> **Assignment**:
From the first line of the data down to and including the line with "box: [109, 127, 132, 163]", copy everything exactly, leaving out pictures.

>>>

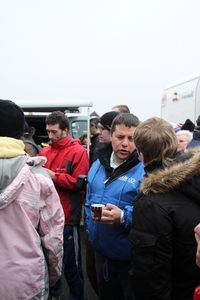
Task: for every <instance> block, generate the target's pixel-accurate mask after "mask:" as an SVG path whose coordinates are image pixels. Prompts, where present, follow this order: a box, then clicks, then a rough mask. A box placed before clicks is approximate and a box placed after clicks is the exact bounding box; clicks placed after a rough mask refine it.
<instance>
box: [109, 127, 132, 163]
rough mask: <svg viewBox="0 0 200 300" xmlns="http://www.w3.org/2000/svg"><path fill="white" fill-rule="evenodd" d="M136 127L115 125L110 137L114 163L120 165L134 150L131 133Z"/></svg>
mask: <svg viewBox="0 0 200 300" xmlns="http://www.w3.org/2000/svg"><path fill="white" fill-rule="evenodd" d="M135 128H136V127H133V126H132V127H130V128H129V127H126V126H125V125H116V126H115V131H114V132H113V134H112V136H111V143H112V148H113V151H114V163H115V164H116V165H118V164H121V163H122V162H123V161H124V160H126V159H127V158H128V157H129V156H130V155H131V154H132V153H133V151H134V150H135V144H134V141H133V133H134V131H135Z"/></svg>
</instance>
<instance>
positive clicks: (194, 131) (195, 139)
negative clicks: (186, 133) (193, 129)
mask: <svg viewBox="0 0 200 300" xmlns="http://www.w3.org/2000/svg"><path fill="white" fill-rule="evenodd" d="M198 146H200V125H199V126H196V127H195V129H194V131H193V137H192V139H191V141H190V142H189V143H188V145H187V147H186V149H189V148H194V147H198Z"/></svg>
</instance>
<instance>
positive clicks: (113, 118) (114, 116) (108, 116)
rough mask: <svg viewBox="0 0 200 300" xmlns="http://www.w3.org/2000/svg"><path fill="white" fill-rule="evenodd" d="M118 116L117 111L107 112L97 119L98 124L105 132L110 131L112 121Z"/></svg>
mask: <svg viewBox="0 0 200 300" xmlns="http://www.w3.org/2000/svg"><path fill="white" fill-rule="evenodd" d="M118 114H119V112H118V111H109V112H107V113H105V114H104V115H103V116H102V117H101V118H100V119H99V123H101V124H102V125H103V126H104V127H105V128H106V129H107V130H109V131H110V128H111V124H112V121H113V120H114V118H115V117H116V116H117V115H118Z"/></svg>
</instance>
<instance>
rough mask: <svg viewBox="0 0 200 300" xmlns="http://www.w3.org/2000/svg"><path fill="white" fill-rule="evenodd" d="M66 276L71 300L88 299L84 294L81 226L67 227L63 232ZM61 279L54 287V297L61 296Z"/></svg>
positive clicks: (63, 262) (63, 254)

<<<

> **Task answer**:
Task: for every <instance> block, generate the target's pixel-accurate mask after "mask:" as an SVG path whose coordinates are image pixels. Prompts, where present, follow this order: a box, then clicks, then a rough mask. A box placed before clicks is approximate and a box placed after clicks is the exact bounding box; clicks placed after a rough mask refine it.
<instance>
box: [109, 127, 132, 163]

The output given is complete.